§ **Material for the task**

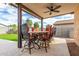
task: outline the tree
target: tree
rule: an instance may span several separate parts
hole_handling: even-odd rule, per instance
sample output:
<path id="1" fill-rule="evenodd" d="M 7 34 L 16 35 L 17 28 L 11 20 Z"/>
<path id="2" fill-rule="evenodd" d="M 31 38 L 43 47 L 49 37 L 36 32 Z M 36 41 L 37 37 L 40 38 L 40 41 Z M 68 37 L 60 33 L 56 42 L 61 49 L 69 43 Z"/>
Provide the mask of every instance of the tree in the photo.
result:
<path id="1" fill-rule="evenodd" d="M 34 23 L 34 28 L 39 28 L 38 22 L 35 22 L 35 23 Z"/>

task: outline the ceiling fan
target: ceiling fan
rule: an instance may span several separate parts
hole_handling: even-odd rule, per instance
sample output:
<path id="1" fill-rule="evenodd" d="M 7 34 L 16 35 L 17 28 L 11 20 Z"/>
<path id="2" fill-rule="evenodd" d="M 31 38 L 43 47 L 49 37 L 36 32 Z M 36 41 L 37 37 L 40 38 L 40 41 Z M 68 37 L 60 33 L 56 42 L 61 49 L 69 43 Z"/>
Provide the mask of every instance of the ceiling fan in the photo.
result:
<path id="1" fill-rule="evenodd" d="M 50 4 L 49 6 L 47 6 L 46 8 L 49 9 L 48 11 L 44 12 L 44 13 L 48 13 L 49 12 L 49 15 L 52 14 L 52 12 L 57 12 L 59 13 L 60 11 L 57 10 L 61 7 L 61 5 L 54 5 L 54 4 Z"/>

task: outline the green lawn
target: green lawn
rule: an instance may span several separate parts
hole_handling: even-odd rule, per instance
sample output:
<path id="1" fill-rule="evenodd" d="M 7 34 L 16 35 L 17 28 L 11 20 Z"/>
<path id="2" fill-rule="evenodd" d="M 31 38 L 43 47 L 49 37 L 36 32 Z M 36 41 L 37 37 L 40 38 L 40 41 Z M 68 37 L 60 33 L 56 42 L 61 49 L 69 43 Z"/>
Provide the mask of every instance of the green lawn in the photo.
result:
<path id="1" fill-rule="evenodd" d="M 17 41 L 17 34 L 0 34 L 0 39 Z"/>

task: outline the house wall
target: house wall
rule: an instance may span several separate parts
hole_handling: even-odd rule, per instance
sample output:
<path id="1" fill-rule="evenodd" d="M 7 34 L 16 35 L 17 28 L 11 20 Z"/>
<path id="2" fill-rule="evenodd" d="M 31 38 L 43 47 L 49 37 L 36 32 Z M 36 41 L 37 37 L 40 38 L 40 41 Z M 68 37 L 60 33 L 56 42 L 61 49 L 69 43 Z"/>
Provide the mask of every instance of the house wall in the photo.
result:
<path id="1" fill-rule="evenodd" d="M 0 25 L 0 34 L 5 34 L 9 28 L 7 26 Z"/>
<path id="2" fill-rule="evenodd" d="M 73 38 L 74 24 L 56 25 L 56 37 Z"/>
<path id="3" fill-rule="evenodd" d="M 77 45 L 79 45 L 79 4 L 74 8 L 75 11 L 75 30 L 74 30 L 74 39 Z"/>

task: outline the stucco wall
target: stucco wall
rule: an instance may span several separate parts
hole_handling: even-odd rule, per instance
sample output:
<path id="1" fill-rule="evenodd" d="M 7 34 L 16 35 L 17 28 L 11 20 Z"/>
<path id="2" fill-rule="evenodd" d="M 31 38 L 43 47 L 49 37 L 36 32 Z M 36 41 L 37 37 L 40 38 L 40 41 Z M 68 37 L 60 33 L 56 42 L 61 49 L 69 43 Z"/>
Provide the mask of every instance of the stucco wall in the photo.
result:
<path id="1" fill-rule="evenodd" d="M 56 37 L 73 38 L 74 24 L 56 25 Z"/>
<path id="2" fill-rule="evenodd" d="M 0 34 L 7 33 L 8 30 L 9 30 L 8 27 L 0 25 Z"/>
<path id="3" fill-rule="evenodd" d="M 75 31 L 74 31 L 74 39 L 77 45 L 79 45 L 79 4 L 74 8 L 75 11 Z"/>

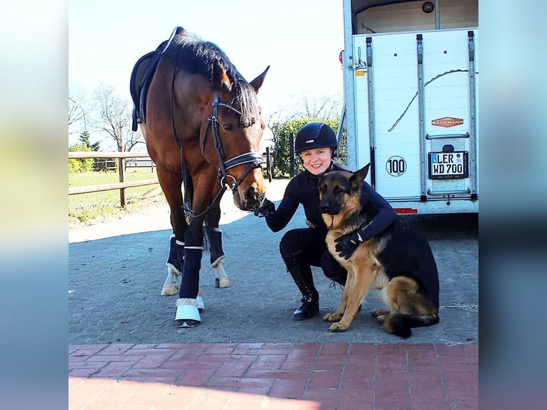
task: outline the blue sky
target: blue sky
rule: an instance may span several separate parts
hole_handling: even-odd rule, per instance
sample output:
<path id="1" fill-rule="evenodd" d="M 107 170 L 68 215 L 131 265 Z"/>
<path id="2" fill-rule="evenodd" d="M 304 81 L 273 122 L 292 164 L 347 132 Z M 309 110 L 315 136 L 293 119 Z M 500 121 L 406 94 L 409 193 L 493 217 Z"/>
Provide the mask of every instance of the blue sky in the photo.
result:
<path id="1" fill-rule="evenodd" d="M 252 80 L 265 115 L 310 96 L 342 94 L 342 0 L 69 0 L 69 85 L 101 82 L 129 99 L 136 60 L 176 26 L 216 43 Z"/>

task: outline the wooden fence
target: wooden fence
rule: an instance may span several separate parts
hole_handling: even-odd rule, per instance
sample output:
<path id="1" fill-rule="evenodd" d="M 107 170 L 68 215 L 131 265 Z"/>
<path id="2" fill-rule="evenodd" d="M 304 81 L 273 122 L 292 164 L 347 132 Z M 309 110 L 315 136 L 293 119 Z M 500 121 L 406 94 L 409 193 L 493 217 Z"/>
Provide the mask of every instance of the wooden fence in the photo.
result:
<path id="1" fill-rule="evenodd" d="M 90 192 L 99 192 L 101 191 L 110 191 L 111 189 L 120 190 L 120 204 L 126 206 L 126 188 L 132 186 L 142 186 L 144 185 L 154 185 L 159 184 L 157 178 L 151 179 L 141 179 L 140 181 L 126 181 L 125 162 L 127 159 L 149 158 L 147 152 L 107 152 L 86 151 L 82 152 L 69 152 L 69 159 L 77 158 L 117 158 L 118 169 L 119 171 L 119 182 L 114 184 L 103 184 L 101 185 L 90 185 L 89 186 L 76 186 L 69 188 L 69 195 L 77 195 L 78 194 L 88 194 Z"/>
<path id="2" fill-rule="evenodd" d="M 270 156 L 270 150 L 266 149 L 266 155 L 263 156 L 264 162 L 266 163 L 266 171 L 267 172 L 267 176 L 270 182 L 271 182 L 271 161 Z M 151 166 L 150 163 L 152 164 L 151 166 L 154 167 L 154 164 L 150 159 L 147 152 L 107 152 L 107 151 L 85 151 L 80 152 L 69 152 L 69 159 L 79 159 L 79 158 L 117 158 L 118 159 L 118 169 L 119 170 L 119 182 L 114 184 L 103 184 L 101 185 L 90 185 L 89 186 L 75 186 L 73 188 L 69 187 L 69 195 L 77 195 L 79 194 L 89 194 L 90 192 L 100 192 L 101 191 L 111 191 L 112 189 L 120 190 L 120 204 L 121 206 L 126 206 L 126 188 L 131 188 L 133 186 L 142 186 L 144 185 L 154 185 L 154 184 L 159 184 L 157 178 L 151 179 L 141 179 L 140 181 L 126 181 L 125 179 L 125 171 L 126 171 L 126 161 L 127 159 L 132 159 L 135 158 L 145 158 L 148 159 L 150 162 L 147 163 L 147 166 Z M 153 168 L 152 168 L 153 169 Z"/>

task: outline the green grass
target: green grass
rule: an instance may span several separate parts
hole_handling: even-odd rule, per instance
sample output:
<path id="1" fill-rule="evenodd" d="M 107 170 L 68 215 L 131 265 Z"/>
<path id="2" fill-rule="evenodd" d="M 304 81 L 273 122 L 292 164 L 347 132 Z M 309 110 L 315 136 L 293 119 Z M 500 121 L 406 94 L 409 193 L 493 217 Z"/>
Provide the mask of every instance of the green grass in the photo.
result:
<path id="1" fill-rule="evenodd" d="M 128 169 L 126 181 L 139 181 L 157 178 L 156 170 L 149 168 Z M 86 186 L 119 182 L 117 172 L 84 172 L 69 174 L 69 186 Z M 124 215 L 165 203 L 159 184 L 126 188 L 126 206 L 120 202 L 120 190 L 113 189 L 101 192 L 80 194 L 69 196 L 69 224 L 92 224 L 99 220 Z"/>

§ **What the task asks**
Can you give the records again from the start up to and including the line with "17 41 L 17 34", changing "ceiling fan" to "pendant lamp" and leaving everything else the same, with the pictures omitted?

§ **Answer to the task**
task: outline the tree
target: tree
rule: an instance may span several separate parts
hole_handling: even-odd rule, per instance
sample output:
<path id="1" fill-rule="evenodd" d="M 7 34 L 16 35 L 17 28 L 11 20 Z"/>
<path id="2" fill-rule="evenodd" d="M 31 38 L 43 47 L 49 37 L 36 32 Z M 36 41 L 37 37 L 40 38 L 40 41 Z M 68 37 L 60 33 L 56 42 L 61 49 L 69 43 Z"/>
Provide the mask of every instance of the tree in the photo.
result:
<path id="1" fill-rule="evenodd" d="M 34 23 L 34 28 L 39 28 L 38 22 L 35 22 L 35 23 Z"/>

task: outline the pendant lamp
target: pendant lamp
rule: an instance may span several separate parts
hole_handling: even-odd rule, per instance
sample output:
<path id="1" fill-rule="evenodd" d="M 7 34 L 16 35 L 17 28 L 11 20 Z"/>
<path id="2" fill-rule="evenodd" d="M 31 38 L 43 47 L 49 37 L 36 32 Z M 36 41 L 37 37 L 40 38 L 40 41 Z M 68 37 L 60 33 L 56 42 L 61 49 L 69 43 Z"/>
Provide the mask of every instance of the pendant lamp in the photo.
result:
<path id="1" fill-rule="evenodd" d="M 50 4 L 49 6 L 47 6 L 46 8 L 49 9 L 48 11 L 44 12 L 44 13 L 48 13 L 49 12 L 49 15 L 52 14 L 52 12 L 57 12 L 59 13 L 60 11 L 57 10 L 61 7 L 61 5 L 54 5 L 54 4 Z"/>

task: outline the green lawn
target: green lawn
rule: an instance may span several separate parts
hole_handling: even-odd rule, per instance
sample output:
<path id="1" fill-rule="evenodd" d="M 7 34 L 16 35 L 17 28 L 11 20 Z"/>
<path id="2" fill-rule="evenodd" d="M 31 38 L 43 47 L 49 37 L 36 32 Z M 36 41 L 37 37 L 40 38 L 40 41 Z M 68 37 L 60 33 L 56 42 L 61 49 L 69 43 Z"/>
Provide the mask of every instance of the green lawn in the photo.
result:
<path id="1" fill-rule="evenodd" d="M 17 41 L 17 34 L 0 34 L 0 39 Z"/>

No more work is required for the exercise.